(Task to carry out)
What lines in the material hold the string "below"? Return every one of them.
□ □ □
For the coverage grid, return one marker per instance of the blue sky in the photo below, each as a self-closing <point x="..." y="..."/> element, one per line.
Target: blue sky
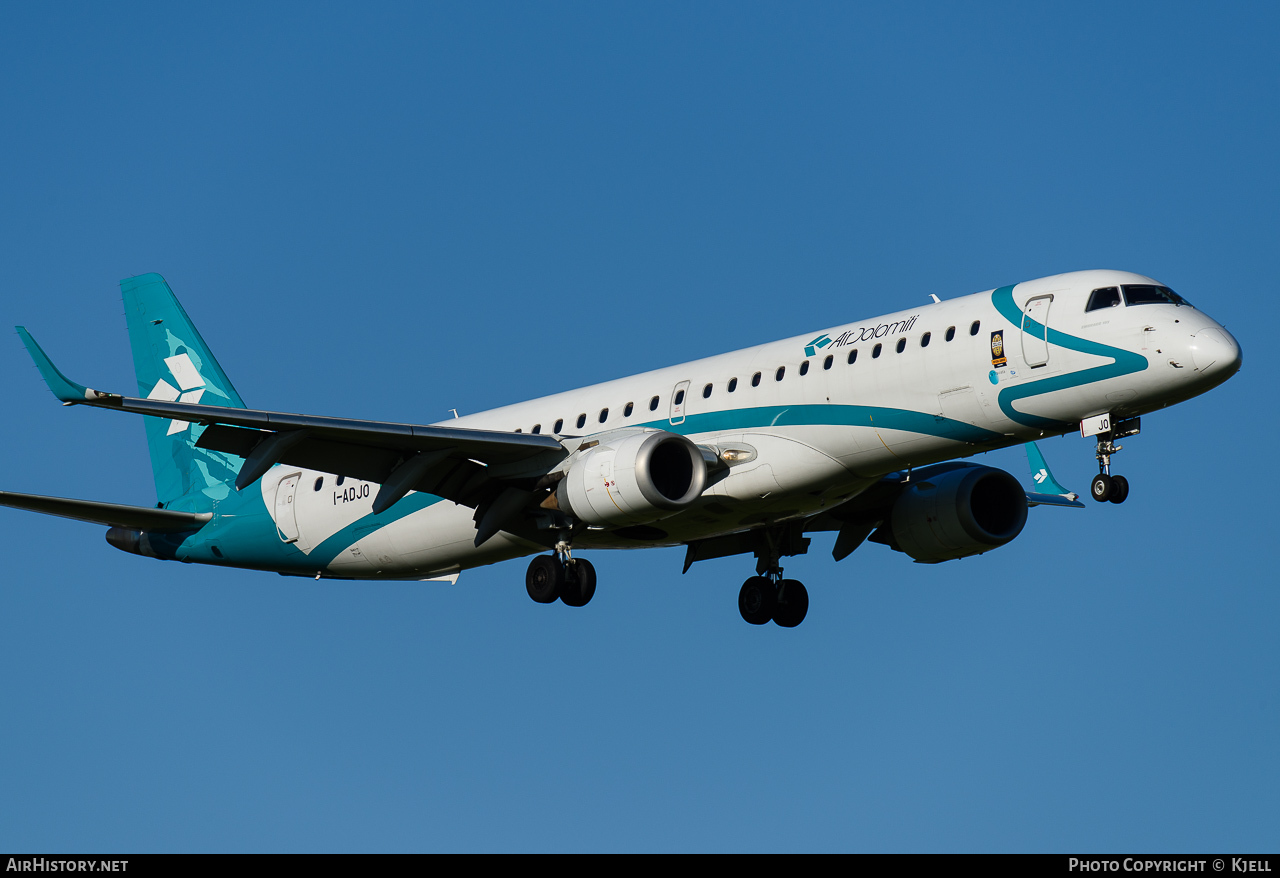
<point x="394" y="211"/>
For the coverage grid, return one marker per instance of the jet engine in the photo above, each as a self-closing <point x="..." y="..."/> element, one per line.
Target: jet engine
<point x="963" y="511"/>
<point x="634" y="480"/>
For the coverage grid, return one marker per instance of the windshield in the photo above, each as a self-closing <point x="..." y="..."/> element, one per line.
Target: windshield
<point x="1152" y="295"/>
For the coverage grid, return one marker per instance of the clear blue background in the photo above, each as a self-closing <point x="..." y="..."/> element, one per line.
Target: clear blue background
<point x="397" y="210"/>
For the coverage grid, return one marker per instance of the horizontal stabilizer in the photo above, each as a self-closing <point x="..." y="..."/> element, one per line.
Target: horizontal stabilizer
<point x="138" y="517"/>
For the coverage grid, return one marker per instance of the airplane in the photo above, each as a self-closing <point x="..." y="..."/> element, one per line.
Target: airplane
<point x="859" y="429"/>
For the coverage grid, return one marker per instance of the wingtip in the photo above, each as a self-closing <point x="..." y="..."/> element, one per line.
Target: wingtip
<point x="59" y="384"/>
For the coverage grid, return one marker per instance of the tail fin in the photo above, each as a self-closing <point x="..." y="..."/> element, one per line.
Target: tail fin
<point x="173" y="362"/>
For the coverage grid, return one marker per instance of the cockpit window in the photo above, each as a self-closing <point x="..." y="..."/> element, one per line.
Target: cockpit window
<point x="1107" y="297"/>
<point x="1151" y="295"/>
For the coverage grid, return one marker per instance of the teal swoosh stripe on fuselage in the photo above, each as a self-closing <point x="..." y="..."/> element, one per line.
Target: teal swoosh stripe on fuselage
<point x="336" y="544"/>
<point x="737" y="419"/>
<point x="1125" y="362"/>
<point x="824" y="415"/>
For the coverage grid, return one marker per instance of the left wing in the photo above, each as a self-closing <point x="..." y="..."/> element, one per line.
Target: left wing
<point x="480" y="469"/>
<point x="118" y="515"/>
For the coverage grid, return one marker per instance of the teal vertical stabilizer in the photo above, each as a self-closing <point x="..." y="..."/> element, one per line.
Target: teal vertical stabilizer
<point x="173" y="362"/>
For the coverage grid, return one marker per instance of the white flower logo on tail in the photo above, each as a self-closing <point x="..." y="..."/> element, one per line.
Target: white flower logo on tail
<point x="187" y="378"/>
□ □ □
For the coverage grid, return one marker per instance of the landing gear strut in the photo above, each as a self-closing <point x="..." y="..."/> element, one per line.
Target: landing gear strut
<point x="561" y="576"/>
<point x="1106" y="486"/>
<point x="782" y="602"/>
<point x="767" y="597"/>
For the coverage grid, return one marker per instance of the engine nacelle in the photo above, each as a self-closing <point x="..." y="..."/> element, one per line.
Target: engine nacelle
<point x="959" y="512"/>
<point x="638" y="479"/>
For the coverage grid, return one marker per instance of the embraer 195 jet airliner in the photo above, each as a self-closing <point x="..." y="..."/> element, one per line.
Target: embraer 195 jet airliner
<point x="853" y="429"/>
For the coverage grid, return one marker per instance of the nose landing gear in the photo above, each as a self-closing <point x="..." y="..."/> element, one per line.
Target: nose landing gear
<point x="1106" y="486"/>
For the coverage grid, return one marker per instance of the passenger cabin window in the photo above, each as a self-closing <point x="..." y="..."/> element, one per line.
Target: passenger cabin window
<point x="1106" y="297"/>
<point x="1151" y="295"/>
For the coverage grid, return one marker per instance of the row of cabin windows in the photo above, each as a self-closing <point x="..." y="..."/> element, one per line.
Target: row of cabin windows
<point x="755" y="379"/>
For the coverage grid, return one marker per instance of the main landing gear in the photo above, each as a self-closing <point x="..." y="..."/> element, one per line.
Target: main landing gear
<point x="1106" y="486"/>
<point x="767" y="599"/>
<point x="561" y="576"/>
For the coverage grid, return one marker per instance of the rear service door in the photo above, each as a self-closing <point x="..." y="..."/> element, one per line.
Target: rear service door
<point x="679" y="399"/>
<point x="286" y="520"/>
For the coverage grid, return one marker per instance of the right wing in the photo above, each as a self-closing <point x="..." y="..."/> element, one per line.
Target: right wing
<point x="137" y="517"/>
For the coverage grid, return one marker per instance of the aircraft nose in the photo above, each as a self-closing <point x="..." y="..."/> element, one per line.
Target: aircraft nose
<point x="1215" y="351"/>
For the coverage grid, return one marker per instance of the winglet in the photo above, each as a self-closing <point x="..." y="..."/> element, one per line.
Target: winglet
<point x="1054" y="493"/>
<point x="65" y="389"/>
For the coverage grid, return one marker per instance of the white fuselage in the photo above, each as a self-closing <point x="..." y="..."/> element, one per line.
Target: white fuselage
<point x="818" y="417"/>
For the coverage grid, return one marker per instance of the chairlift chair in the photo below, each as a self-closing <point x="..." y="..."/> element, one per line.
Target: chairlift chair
□ □ □
(Answer for this exercise)
For the coverage grid, return one marker per instance of the blue sky in the photo below, each as a self-closing <point x="..." y="..."/> element, one per line.
For the coverage grid, return one marker per instance of the chairlift chair in the photo below, each as a self-closing <point x="..." y="..."/> element, one per line.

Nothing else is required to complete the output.